* THE TASK
Give the data again word for word; drop the pictures.

* DATASET ENTRIES
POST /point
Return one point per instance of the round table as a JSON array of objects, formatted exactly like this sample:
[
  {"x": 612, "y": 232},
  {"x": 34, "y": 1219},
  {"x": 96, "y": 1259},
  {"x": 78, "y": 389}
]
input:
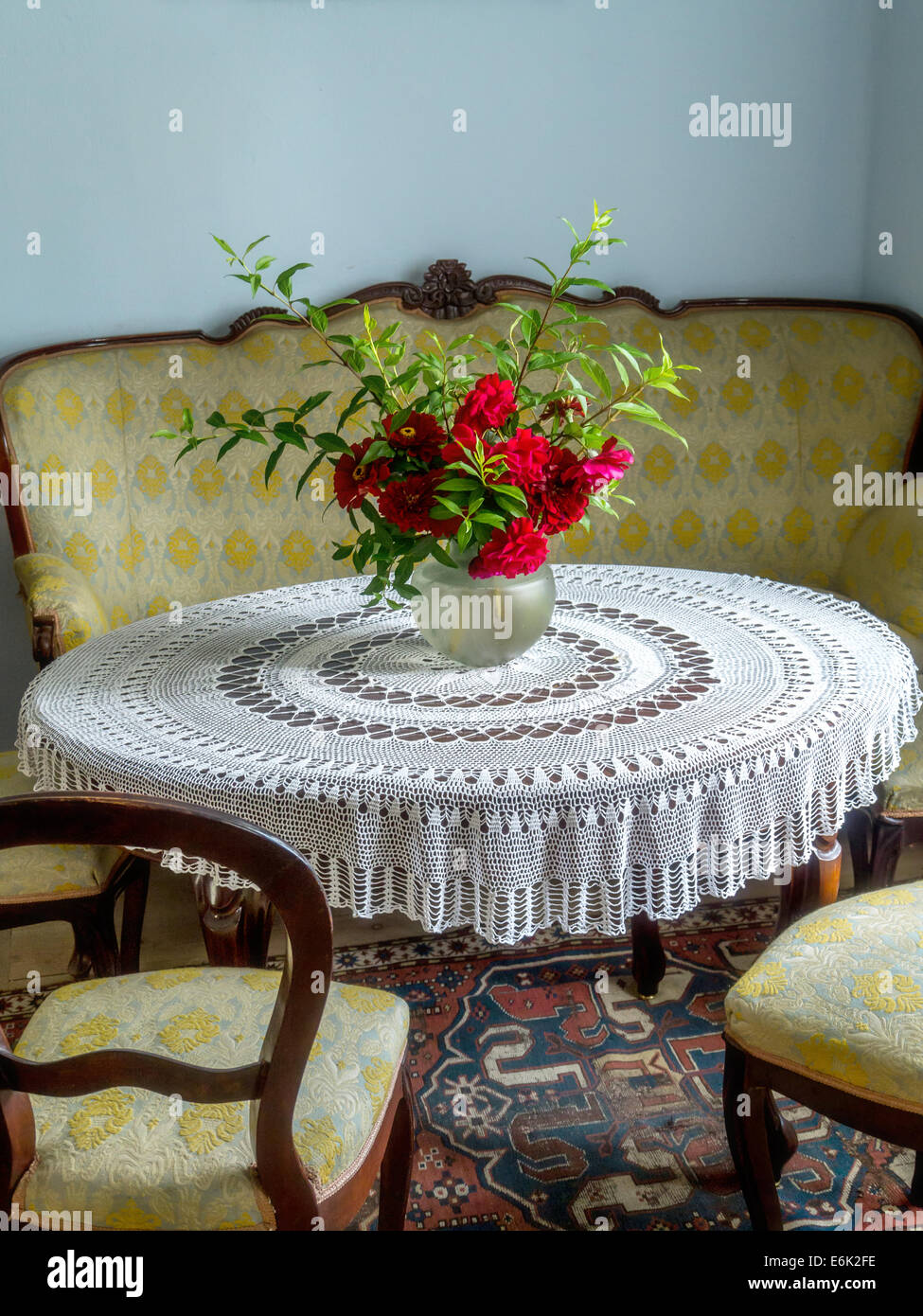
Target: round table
[{"x": 672, "y": 735}]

* ANSWER
POST /point
Return one point per instance of the round table as a JSON array of objects, formatted exactly like this sample:
[
  {"x": 612, "y": 232},
  {"x": 34, "y": 1219},
  {"x": 96, "y": 1259},
  {"x": 78, "y": 389}
]
input:
Target: round table
[{"x": 672, "y": 735}]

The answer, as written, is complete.